▶ Task: Reproduce every entry exactly as shown.

▶ Given entries:
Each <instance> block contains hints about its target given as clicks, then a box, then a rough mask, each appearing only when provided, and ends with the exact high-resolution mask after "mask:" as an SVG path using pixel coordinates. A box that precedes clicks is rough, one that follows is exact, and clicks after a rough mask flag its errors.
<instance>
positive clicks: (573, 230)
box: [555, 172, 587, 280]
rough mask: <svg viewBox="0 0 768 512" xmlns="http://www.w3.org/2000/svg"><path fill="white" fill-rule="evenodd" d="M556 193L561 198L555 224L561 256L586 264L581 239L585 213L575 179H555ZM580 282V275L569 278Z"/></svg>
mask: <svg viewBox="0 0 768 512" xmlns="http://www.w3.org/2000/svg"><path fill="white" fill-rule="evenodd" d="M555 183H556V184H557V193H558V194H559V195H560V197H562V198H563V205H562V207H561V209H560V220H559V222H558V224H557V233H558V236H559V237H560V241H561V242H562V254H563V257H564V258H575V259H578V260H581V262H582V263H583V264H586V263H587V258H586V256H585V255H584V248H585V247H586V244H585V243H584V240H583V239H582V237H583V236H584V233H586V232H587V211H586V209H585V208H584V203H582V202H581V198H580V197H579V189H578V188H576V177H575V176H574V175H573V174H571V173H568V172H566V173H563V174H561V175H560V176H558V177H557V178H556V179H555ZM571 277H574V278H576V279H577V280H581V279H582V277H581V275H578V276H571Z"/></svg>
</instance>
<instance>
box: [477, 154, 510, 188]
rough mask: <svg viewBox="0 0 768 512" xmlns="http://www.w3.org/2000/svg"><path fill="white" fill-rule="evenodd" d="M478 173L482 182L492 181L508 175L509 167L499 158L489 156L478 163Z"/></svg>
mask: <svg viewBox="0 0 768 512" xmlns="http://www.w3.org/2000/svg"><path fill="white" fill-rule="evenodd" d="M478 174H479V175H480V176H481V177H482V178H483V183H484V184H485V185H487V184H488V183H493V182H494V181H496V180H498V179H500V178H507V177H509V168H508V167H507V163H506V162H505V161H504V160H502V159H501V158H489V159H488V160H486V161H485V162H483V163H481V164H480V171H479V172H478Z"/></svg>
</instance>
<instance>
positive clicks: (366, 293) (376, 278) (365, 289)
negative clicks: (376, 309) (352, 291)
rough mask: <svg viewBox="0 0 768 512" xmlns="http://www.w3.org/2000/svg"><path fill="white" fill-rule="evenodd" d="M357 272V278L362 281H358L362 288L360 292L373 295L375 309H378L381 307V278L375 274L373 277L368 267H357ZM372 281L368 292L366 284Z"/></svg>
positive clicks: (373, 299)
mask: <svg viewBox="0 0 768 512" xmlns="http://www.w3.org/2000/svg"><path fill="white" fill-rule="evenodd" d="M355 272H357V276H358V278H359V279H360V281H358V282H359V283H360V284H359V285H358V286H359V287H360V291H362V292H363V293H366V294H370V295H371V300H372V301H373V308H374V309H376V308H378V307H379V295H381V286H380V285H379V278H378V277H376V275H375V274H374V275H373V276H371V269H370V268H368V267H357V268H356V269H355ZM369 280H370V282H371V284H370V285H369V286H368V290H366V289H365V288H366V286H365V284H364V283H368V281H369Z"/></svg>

▶ Task answer:
Each <instance> block contains hints about its target given as clicks, then a box, then a rough mask, each appearing only when provided, and ends with the exact high-resolution mask after "mask:" as an SVG path using pixel coordinates. A box that precedes clicks is rough, one that follows is exact, and clicks after a rough mask flag its errors.
<instance>
positive clicks: (573, 230)
box: [555, 172, 587, 280]
rough mask: <svg viewBox="0 0 768 512" xmlns="http://www.w3.org/2000/svg"><path fill="white" fill-rule="evenodd" d="M556 193L561 198L555 224L561 256L586 264L581 239L585 213L575 179H555ZM580 282V275L569 278Z"/></svg>
mask: <svg viewBox="0 0 768 512" xmlns="http://www.w3.org/2000/svg"><path fill="white" fill-rule="evenodd" d="M555 183H556V184H557V193H558V194H559V195H560V197H562V198H563V205H562V207H561V209H560V220H559V222H558V224H557V233H558V236H559V237H560V241H561V242H562V254H563V257H564V258H575V259H578V260H581V262H582V263H583V264H586V263H587V258H586V256H585V255H584V248H585V247H586V244H585V243H584V240H583V239H582V237H583V236H584V233H586V232H587V211H586V209H585V208H584V203H582V202H581V198H580V197H579V189H578V188H576V177H575V176H574V175H573V174H571V173H568V172H566V173H563V174H561V175H560V176H558V177H557V178H556V179H555ZM571 277H574V278H576V279H577V280H581V279H582V277H581V275H578V276H571Z"/></svg>
</instance>
<instance>
box: [477, 154, 510, 188]
rough mask: <svg viewBox="0 0 768 512" xmlns="http://www.w3.org/2000/svg"><path fill="white" fill-rule="evenodd" d="M478 173L482 182L492 181L508 175L509 167L499 158L489 156L478 163Z"/></svg>
mask: <svg viewBox="0 0 768 512" xmlns="http://www.w3.org/2000/svg"><path fill="white" fill-rule="evenodd" d="M478 174H479V175H480V176H481V177H482V178H483V183H484V184H485V185H487V184H488V183H493V182H494V181H496V180H498V179H500V178H507V177H509V168H508V167H507V163H506V162H505V161H504V160H502V159H501V158H489V159H488V160H486V161H485V162H483V163H481V164H480V171H479V172H478Z"/></svg>
</instance>
<instance>
positive clicks: (366, 293) (376, 278) (365, 289)
negative clicks: (376, 309) (352, 291)
rough mask: <svg viewBox="0 0 768 512" xmlns="http://www.w3.org/2000/svg"><path fill="white" fill-rule="evenodd" d="M357 272V278L362 281H358L362 288L360 292L373 295L375 309H378L381 307V278L375 274L373 277L368 267H357ZM372 281L368 292L366 284Z"/></svg>
positive clicks: (373, 299)
mask: <svg viewBox="0 0 768 512" xmlns="http://www.w3.org/2000/svg"><path fill="white" fill-rule="evenodd" d="M355 272H357V276H358V278H359V279H360V281H358V282H359V283H360V284H359V285H358V286H359V287H360V291H362V292H363V293H366V294H370V295H371V300H372V301H373V308H374V309H376V308H378V307H379V295H381V286H380V285H379V278H378V277H376V275H375V274H374V275H373V276H371V269H370V268H368V267H357V268H356V269H355ZM369 280H370V282H371V284H370V285H369V286H368V290H366V289H365V288H366V286H365V284H364V283H368V281H369Z"/></svg>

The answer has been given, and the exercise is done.